### PROBLEM
Continue the court opinion on the property appeal from where it stops.

This is an appeal from a decree entered by the circuit court of McDonough County in a suit wherein appellee was plaintiff and appellants were defendants. William A. Compton, Jr., is plaintiff’s son. The decree found that the two certain tracts of real estate described in plaintiff’s complaint belonged to him and that the defendants hold title thereto as constructive trustees for his use and benefit. It directs the defendants to convey this real estate to the plaintiff forthwith and to let him into possession thereof. The decree further finds that the Western Union Telegraph Company bonds of the face value of $6000, referred to in defendants’ counterclaim, are the property of the plaintiff; that the order of sequestration theretofore made by the court, under which said bonds were taken possession of by the sheriff of said county, should be forthwith dissolved; that an account should be taken between the parties to the suit, and that defendants’ counterclaim should be dismissed for want of equity. The decree directs the defendants to execute, acknowledge and deliver to plaintiff a good and sufficient deed, conveying to him the real estate described in the complaint within 30 days from the date of the decree, and in default thereof that the master in chancery of the court, as commissioner, execute and deliver such deed, and that the cause be referred to the master to *151state an account between the parties and to report his findings and conclusions.

The plaintiff is 88 years of age. He is a lawyer by profession and for the past 50 years has been engaged in the real-estate business in McDonough County. In the depression of the 1930’s he lost property of considerable value by mortgage foreclosures, and in 1932 was in strained financial condition. He had only two pieces of real estate left, one being his home in the city of Macomb and the other being an 80-acre farm in McDonough County. The home was mortgaged for $3500 and the farm was mortgaged for $4600. In 1932, without the knowledge of his son, he executed and acknowledged a deed of the home property to his son and had it recorded in McDonough County. Two years later he executed and acknowledged a deed of the 80-acre farm to his son and likewise had it recorded. The son was living in California where he and his wife, Hilda Compton, the other defendant in the case, had lived together for many years. The son was engaged in the occupation of traveling salesman, most of the territory covered by him being in the State of Texas.

### Dataset excerpts on object pointing

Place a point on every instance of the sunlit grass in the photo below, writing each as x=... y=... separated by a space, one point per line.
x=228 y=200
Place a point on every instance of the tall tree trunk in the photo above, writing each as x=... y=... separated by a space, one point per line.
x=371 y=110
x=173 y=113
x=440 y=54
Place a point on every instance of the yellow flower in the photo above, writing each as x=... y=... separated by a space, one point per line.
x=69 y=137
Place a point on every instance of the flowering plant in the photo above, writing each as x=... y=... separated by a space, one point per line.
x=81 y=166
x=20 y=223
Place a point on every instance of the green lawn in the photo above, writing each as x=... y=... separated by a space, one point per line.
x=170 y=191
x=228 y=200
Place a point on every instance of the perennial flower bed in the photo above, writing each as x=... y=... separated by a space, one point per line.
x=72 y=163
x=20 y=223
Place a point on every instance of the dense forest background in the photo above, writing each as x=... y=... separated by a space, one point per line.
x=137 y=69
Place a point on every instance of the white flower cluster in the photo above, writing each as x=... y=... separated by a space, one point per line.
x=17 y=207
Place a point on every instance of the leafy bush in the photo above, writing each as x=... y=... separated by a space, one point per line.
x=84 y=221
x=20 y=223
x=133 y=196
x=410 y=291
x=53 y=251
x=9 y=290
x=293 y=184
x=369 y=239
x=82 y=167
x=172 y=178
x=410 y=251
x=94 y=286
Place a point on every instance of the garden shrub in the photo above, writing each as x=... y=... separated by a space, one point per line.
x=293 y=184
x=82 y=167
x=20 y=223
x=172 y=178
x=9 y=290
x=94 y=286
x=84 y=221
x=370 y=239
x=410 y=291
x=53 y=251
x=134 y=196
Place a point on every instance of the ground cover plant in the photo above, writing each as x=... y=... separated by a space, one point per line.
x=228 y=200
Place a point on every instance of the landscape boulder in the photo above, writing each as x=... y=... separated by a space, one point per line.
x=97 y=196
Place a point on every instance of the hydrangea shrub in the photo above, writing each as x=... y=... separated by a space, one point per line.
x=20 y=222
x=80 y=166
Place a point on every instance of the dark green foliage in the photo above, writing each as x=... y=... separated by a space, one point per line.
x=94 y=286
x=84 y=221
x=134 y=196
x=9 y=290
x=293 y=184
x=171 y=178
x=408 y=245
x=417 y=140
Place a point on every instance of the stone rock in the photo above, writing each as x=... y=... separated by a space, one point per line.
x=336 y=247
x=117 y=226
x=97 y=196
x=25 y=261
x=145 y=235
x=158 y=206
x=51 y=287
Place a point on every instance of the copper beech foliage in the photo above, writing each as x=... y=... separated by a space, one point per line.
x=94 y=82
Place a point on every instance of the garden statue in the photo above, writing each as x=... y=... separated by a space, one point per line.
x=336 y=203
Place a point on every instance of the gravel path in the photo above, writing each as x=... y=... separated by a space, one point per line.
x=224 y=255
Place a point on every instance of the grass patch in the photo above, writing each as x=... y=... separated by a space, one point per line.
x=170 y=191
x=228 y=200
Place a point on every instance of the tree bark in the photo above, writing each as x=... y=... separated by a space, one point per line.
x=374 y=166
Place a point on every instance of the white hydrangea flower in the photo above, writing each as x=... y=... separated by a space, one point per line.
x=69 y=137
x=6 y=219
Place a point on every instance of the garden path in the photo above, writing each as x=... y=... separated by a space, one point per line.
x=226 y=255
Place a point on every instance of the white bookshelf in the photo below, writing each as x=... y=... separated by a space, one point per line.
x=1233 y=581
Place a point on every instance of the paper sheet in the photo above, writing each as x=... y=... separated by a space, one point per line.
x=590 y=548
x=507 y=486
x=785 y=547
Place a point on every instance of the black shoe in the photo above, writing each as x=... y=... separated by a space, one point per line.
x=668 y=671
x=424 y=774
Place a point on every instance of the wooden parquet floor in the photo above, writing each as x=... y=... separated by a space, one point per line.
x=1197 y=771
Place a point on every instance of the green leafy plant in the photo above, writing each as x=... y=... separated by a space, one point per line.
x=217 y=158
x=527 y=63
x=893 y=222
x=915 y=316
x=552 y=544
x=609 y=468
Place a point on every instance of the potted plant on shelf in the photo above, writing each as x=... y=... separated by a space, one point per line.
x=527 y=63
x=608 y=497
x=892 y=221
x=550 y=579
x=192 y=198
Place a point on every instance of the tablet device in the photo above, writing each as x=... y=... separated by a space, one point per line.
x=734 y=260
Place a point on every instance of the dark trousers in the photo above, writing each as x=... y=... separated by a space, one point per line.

### EXPECTED ANSWER
In the early 1940’s the son acquired a 160-acre farm in McDonough County from his mother. He had his father look after it for him, the father’s duties being to see that the farm was kept leased and that the tenant accounted for the landlord’s share of the crops. Once a year the son and his wife would come to Macomb and visit with the senior Compton, talking over matters connected with the two farms and inspecting the property. The father insists he was to have the enjoyment of all the income from the properties, while his son contends he was to have only an amount riecessary for his support. The son opened an account with Union National Bank of Macomb in the joint names of William A. Compton, Sr., and William A. Compton, Jr. The father sublet a part of the house in town and it was understood that the income from the two farms *152would be deposited in the joint account; that the father would pay out of that account the taxes and whatever other sums were necessary for the proper upkeep of the farms and home and whatever sums were necessary for his own support in addition to the rent he received from the dwelling in town. Toward the end of the year the father would always report to the son the amounts collected for the landlord’s share of the various crops raised on the farms in order that the son might have these figures to use in making out his annual income tax return. In March, 1947, while the defendants were visiting with the senior Compton at Macomb, he discussed with them the advisability of making a new deed to them for the two parcels of real estate he had conveyed to them during the depression, in order that the junior Compton and his wife might hold these properties in joint tenancy instead of as tenants in common. They were willing to have this done and at his request they accompanied the senior Compton to the court house. There he had a deed prepared in which he conveyed both properties to William A. Compton, Jr., and Hilda Compton, as joint tenants and not as tenants in common. This deed was signed by the senior Compton in the office of the circuit clerk, Herbert S. Bobbitt.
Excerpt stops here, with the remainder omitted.